[Opening Source records section]

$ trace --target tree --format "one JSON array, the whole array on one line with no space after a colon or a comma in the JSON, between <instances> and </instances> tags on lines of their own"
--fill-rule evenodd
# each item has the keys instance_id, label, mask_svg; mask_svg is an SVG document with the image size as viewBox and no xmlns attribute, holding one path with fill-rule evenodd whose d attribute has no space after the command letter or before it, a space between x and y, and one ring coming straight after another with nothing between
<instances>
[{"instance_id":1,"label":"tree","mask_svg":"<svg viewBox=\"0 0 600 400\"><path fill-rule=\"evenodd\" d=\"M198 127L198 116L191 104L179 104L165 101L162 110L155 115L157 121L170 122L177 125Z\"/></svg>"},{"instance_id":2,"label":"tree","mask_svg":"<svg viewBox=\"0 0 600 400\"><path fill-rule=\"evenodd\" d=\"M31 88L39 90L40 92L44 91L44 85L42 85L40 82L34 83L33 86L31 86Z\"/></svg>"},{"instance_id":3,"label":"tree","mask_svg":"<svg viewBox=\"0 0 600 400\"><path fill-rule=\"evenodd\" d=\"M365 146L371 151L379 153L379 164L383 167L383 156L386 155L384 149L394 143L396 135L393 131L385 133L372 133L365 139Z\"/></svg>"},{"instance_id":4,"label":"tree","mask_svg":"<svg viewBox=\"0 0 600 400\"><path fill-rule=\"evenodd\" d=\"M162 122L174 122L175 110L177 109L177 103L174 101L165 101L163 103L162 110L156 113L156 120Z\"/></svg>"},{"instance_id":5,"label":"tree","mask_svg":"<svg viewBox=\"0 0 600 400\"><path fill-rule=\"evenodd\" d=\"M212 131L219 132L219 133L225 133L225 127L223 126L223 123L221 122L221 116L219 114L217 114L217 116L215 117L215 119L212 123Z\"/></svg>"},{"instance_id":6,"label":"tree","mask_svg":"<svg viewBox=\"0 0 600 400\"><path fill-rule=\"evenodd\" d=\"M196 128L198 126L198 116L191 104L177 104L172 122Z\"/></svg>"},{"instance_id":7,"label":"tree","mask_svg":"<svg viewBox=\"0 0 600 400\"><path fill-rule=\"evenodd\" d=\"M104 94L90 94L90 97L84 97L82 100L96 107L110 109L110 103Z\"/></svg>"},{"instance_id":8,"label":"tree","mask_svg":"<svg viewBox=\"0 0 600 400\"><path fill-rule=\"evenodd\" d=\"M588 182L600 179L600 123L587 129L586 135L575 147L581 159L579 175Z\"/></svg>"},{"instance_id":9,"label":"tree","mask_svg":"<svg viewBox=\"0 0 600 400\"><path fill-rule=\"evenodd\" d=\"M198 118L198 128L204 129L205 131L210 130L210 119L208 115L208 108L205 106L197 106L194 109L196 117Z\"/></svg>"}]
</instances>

[Closing Source records section]

▶ [Exercise instructions]: Retype, exactly and in full, the listing from its first line to the one holding "--fill-rule evenodd", both included.

▶ [Written solution]:
$ trace --target tree --format "one JSON array, the whole array on one line with no space after a colon or a comma in the JSON, between <instances> and </instances> tags on lines of their own"
--fill-rule evenodd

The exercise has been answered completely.